start

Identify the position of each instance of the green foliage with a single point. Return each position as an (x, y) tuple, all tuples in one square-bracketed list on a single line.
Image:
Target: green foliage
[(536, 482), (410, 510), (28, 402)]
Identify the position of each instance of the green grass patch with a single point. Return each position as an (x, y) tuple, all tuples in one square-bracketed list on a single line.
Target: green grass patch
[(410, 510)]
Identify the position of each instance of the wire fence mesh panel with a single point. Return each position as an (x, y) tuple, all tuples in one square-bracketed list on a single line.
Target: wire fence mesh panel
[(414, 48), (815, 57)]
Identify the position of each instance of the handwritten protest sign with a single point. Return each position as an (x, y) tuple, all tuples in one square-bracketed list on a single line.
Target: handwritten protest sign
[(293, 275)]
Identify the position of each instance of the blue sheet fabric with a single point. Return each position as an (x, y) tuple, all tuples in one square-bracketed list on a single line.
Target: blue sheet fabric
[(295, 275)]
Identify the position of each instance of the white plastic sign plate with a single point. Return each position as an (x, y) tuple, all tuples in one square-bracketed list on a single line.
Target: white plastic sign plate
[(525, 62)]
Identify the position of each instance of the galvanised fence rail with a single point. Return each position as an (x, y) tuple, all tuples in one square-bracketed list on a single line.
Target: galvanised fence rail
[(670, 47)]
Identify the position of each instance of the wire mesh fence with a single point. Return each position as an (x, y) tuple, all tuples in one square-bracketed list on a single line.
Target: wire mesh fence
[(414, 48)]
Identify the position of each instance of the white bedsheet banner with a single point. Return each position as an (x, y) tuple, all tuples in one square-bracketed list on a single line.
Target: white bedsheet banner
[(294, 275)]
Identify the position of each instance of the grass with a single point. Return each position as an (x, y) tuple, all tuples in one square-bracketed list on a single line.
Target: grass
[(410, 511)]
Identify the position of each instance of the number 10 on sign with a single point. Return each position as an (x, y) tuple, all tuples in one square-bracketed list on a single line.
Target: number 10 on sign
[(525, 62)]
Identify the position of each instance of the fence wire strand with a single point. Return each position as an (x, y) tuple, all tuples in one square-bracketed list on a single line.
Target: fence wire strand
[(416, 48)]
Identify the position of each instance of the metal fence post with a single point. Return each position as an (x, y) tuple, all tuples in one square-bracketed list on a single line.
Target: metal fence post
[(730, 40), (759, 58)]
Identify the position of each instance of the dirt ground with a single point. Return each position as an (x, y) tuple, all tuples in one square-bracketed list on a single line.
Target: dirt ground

end

* **Exercise**:
Repeat the lines above, replacing every "single line" with "one line" and leaving everything else unchanged.

* **Output below**:
Identify the position of each instance of the green foliage with a single point. Return each position as an (x, y) tuple, all tuples in one square-bracketed list on a one line.
Image:
Target: green foliage
[(536, 482), (410, 510), (28, 402)]
Identify the position of each instance of the green grass patch with a single point. Return each position as an (x, y) tuple, all tuples in one square-bracketed list on a one line.
Target: green grass patch
[(410, 510)]
Identify the position of each instance of the wire fence mesh panel with a single point. Return each position as an (x, y) tuple, all tuples in one square-bracketed list on a one line.
Target: wire fence mesh panel
[(414, 48), (815, 57)]
Identify the position of each instance of the handwritten protest sign with a single point. Return each position as an (x, y) tuple, all tuples in one square-bracketed list on a one line.
Target: handwritten protest sign
[(293, 275)]
Identify the position of each instance of the blue sheet fabric with a single point. Return each position as an (x, y) tuple, all tuples in one square-bracketed list on a one line.
Target: blue sheet fabric
[(295, 275)]
Identify the position of each instance of the white plastic sign plate with a single point. Return each position as an (x, y) tuple, all tuples in one square-bracketed list on a one line.
Target: white plastic sign plate
[(525, 62)]
Identify the position of each instance of the galvanised fence rail with a single point. Return each position as an (x, y) tuple, all tuples in one square-bracketed list on a one line.
Target: galvanised fence rail
[(670, 47)]
Identify the position of each instance of the wire mesh fence with a single point. Return each position as an (x, y) tuple, all tuples in one square-bracketed list on a one line.
Target: wire mesh fence
[(414, 48)]
Identify the position of each instance of the white bedsheet banner with a single point. Return each position as an (x, y) tuple, all tuples in one square-bracketed list on a one line.
Target: white bedsheet banner
[(294, 275)]
Identify the position of each instance of the grass with a single point. Return each position as an (x, y) tuple, all tuples in one square-bracketed list on a one line.
Target: grass
[(410, 511)]
Identify the position of each instance of the number 10 on sign with a single point. Return each position as an (x, y) tuple, all tuples in one square-bracketed list on a one line.
Target: number 10 on sign
[(525, 62)]
Identify the position of each instance of the fence wire strand with a single point. Return each position as an (x, y) tuple, all tuples in one square-bracketed list on a one line.
Target: fence wire strand
[(416, 48)]
Identify the position of each instance of the metal fence post with a single point. Return each position as an (x, y) tuple, all tuples in one square-bracketed list on a one line.
Target: metal fence post
[(730, 40), (759, 58)]
Identify the position of each instance of the dirt ground with a single point. Return each position as an (x, y) tuple, all tuples in one square-bracketed list on a one line.
Target: dirt ground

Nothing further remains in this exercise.